DATA FOR PROCESSING:
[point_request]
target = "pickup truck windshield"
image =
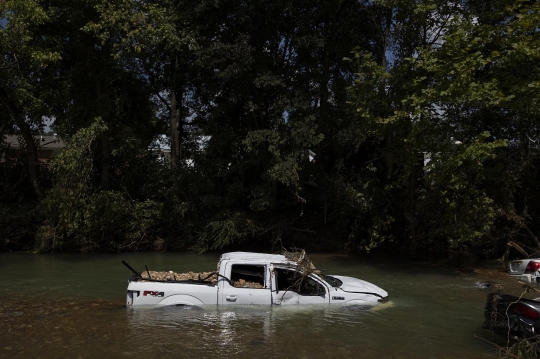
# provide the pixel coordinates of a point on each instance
(334, 282)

GIVEN EXERCISE: Return the rows above as a JSON list of strings with one string per line, skipping blank lines and leaving out the pictures.

FINAL RESULT:
[
  "[point_request]",
  "target = \"pickup truck windshield\"",
  "image =",
  "# provide the pixel coordinates of a point on each instance",
  "(334, 282)"
]